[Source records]

^^^^^^^^

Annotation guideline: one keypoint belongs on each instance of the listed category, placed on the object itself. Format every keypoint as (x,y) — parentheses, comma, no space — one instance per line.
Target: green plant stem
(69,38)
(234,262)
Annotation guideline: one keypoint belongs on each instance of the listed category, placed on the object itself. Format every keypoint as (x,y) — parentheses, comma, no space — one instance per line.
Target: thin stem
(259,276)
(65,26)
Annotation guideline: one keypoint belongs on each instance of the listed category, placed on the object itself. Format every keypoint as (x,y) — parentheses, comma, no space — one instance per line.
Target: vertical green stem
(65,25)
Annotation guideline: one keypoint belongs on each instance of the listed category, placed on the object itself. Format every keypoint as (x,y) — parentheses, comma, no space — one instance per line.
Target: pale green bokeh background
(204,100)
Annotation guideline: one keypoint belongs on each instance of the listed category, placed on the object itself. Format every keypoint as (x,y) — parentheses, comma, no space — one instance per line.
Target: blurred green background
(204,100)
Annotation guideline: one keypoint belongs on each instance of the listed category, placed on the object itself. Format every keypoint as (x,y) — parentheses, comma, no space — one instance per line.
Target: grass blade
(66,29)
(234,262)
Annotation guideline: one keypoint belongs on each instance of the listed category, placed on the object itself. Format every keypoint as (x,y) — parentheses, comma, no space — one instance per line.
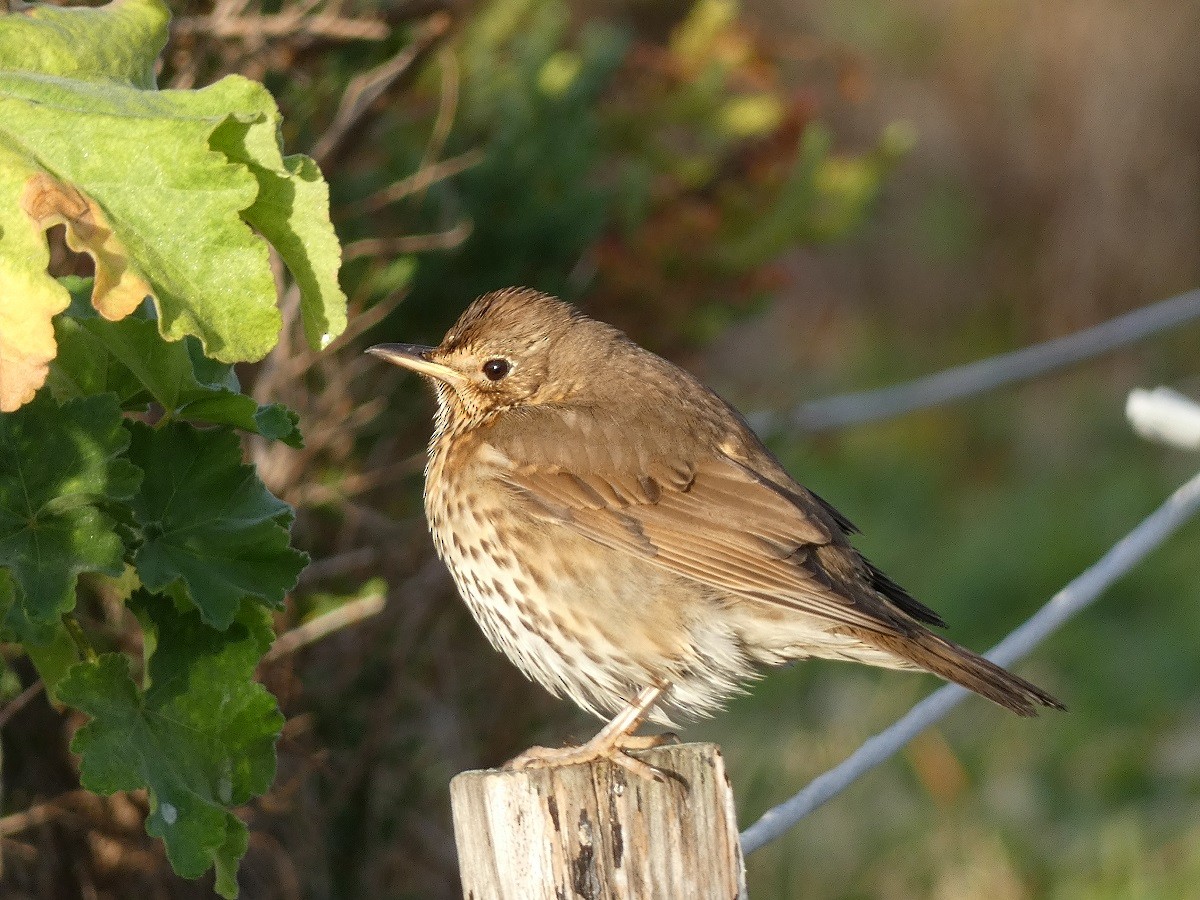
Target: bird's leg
(611,743)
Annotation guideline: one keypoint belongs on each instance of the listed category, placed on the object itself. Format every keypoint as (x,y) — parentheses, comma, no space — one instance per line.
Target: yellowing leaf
(28,297)
(118,288)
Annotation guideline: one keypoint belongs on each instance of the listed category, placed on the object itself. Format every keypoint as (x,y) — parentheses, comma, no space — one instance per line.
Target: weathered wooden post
(600,833)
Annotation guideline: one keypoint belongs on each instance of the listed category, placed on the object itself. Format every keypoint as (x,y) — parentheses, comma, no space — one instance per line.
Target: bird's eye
(496,369)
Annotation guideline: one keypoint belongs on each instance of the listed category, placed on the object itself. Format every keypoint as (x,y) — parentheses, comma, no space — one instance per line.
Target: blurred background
(793,199)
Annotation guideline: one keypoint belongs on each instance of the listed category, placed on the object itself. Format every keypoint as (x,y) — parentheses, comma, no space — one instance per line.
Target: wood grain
(599,833)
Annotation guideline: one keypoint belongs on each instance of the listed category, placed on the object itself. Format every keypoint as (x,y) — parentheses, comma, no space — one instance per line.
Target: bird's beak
(417,358)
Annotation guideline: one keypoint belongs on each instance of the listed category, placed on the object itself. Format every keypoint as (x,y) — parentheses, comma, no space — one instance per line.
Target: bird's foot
(616,749)
(612,743)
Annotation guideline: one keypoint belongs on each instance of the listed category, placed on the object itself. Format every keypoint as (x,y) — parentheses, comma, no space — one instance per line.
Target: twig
(984,375)
(369,87)
(17,703)
(34,816)
(336,565)
(292,24)
(408,243)
(323,625)
(1062,606)
(421,179)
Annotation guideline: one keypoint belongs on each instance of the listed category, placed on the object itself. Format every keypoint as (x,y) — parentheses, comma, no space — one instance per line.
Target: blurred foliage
(654,183)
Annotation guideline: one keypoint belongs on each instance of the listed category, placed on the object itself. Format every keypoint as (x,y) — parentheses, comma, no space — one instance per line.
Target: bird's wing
(709,517)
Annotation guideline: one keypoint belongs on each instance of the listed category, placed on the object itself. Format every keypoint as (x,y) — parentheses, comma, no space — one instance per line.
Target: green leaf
(163,189)
(201,737)
(274,421)
(58,467)
(213,533)
(53,658)
(130,359)
(120,41)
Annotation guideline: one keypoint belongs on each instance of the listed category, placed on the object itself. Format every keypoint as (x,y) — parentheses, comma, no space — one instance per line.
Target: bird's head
(510,348)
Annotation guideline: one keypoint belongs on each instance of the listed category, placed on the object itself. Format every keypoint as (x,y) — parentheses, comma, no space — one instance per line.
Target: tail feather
(957,664)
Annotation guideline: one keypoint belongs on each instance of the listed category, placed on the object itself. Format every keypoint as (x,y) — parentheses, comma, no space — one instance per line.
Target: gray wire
(1077,595)
(960,382)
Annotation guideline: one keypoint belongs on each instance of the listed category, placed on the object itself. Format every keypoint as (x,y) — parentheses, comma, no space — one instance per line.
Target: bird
(624,538)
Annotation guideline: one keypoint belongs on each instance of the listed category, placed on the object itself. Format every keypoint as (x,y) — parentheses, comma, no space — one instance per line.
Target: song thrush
(624,538)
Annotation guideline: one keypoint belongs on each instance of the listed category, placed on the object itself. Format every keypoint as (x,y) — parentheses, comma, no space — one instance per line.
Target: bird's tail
(957,664)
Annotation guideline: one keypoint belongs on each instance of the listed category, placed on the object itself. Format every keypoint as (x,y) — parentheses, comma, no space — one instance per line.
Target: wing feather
(714,520)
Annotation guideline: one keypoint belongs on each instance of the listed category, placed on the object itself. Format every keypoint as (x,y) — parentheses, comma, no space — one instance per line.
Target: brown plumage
(619,532)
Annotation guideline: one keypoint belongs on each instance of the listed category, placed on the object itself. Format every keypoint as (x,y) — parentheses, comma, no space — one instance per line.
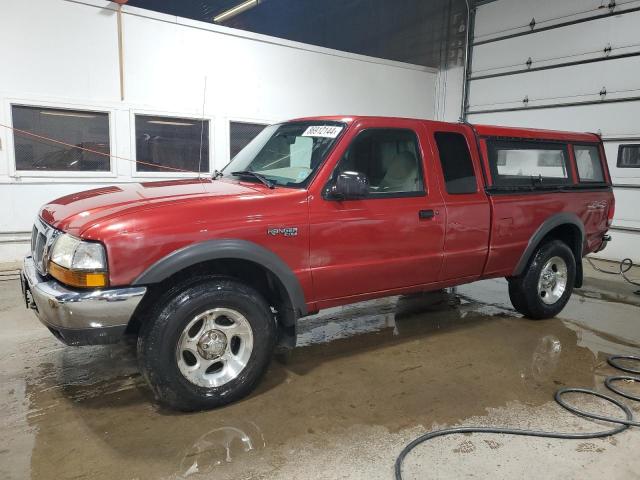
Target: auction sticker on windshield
(326,131)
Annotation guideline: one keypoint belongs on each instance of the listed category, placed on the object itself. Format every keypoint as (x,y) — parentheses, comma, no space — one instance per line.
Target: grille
(42,237)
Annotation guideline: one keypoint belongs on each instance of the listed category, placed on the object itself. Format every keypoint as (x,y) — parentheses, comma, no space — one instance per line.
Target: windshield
(287,154)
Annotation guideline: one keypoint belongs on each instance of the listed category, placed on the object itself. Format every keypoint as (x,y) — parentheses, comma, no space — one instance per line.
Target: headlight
(78,263)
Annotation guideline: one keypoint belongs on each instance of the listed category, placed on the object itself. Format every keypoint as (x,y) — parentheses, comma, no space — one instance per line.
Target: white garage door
(568,65)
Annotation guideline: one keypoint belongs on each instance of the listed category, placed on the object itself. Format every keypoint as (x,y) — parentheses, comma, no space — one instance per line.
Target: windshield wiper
(264,180)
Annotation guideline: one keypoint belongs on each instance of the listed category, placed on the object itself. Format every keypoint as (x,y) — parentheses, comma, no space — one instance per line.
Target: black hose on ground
(623,424)
(623,267)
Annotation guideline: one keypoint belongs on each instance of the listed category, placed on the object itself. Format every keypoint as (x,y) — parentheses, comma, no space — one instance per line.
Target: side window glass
(629,156)
(457,166)
(390,158)
(588,163)
(526,163)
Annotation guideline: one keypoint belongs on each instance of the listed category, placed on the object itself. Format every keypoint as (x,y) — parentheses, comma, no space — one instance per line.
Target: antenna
(204,100)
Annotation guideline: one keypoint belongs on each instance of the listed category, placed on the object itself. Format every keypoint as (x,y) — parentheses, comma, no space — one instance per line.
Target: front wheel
(207,344)
(544,289)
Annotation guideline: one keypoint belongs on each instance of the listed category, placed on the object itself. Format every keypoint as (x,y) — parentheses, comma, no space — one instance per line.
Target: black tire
(523,290)
(159,336)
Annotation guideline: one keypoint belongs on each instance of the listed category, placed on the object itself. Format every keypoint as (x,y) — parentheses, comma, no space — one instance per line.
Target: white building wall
(64,53)
(570,94)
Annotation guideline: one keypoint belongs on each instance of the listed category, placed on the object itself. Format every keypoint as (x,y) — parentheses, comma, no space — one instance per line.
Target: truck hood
(76,212)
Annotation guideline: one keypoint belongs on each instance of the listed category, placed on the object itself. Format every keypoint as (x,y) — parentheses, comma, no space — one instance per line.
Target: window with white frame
(240,134)
(170,144)
(60,140)
(629,156)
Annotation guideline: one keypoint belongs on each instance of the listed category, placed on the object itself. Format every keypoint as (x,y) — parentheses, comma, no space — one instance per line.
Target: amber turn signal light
(76,278)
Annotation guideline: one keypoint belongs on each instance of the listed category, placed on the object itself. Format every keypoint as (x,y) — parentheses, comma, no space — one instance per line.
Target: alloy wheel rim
(552,282)
(214,347)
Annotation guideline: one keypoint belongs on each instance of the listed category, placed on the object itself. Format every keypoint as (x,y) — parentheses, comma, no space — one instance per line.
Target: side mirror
(349,186)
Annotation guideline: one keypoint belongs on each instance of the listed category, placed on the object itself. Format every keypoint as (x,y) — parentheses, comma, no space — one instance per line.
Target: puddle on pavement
(393,363)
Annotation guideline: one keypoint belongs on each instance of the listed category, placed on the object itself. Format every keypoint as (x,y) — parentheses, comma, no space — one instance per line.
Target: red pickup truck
(211,274)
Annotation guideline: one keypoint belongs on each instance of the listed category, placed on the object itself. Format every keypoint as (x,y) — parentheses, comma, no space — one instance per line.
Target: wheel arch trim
(230,249)
(555,221)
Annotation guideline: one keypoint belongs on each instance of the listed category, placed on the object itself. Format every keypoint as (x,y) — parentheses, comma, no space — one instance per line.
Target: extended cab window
(457,167)
(528,163)
(588,163)
(390,158)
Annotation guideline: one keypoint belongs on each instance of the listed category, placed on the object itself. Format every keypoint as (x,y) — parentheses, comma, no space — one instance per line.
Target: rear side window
(526,163)
(629,156)
(457,166)
(588,163)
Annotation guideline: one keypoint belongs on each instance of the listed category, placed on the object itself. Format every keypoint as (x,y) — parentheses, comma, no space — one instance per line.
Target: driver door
(393,238)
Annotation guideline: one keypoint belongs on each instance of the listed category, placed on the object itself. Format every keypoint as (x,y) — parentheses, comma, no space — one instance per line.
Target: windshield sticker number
(325,131)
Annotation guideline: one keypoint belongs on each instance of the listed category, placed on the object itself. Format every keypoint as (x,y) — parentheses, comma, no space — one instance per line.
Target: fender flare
(227,249)
(563,218)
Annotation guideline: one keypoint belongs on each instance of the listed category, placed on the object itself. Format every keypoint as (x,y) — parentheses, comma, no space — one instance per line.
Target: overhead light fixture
(66,114)
(167,122)
(237,10)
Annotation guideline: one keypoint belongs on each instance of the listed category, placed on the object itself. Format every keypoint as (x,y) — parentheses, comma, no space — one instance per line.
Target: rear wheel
(207,344)
(545,287)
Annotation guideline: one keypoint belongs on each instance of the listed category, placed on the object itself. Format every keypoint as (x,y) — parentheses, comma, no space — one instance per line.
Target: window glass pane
(85,133)
(389,158)
(457,166)
(241,133)
(518,163)
(174,143)
(286,154)
(588,163)
(629,156)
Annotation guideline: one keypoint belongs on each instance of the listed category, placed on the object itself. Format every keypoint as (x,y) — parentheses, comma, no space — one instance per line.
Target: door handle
(426,214)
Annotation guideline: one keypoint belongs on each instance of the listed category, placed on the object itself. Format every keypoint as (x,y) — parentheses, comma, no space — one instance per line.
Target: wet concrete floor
(365,380)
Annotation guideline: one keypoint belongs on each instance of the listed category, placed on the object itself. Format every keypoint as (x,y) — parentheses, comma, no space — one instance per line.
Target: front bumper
(79,317)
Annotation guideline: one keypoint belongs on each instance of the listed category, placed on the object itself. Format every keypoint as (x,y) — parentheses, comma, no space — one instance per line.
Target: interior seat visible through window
(390,159)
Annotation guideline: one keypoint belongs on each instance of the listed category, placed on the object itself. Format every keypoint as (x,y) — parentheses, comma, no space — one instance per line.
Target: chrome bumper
(79,317)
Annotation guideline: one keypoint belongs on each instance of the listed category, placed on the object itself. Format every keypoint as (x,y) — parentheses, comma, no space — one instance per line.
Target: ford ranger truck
(212,274)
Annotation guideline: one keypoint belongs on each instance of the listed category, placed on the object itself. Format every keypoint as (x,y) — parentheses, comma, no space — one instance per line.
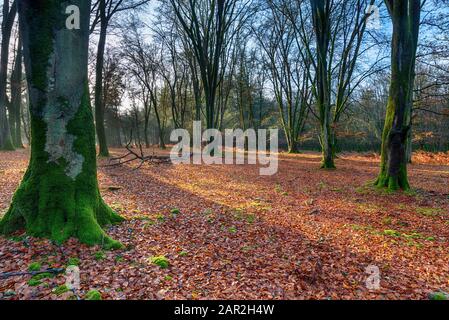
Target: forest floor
(229,233)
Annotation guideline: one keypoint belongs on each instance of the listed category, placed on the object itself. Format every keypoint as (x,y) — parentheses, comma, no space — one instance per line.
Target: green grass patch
(61,290)
(73,261)
(35,266)
(100,255)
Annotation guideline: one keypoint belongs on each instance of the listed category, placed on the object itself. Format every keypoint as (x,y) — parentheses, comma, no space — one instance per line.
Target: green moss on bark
(59,196)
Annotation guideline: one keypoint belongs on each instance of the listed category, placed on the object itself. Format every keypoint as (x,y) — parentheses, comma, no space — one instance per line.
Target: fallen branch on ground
(29,273)
(132,156)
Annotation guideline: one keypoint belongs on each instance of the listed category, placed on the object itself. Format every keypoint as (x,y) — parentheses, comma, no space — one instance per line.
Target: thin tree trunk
(59,197)
(99,105)
(16,97)
(321,22)
(9,13)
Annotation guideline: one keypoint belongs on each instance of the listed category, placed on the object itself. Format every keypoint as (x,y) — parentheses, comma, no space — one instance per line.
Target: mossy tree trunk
(59,196)
(9,14)
(321,11)
(406,18)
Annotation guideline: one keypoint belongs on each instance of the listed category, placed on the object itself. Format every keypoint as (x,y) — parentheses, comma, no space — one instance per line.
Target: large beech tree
(59,196)
(321,15)
(405,16)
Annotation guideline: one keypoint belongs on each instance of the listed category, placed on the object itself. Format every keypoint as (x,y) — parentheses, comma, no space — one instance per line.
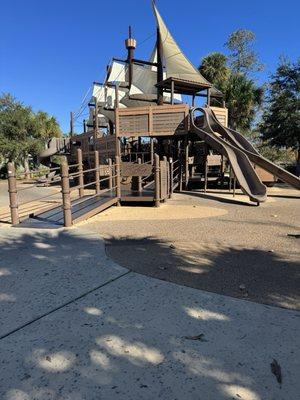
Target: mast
(130,44)
(160,70)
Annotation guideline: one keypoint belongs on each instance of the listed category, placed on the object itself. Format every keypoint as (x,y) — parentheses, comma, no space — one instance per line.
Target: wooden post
(65,189)
(96,124)
(156,181)
(71,124)
(13,193)
(205,168)
(171,177)
(180,173)
(97,171)
(208,97)
(118,179)
(117,96)
(80,173)
(186,145)
(234,185)
(139,182)
(165,159)
(152,150)
(110,180)
(160,70)
(172,92)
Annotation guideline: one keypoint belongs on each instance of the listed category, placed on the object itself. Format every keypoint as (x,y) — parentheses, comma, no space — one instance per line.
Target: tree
(242,57)
(21,131)
(214,68)
(17,129)
(47,126)
(281,118)
(242,98)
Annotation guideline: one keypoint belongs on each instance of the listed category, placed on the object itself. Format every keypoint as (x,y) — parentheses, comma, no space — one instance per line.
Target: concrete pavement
(107,333)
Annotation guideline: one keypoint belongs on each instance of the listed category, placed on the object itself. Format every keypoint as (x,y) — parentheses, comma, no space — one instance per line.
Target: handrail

^^^^^^^^

Your objective
Only the lines from the one containing "Target: wooden post" through the last line of the records should appear, each written out exactly.

Answer below
Target: wooden post
(65,189)
(96,124)
(156,181)
(71,124)
(13,193)
(205,168)
(171,177)
(180,173)
(97,171)
(208,97)
(118,179)
(117,96)
(80,173)
(186,145)
(234,185)
(139,182)
(165,159)
(152,150)
(110,180)
(160,70)
(172,92)
Annotation guideline: one keypoint belongs on each instance of the listed category, placed on the object itself. Format every keypoint as (x,y) — parentheses, comma, no space — one instance per line.
Target: tree
(242,57)
(21,131)
(214,68)
(17,129)
(47,126)
(281,118)
(242,98)
Annotation guideline: one keypoint belongs on each instance of the listed category, placed on the object itself. Format every keypoint as (x,y) — parentheses, comma, no space — one instance per line.
Target: concrete pavement
(107,333)
Annotation guideline: one keypoint belongs on each instance of the listed category, placed on the object itself. Format every keypoint as (x,y) — parentheses, comma, no space — one instance per line.
Target: handrail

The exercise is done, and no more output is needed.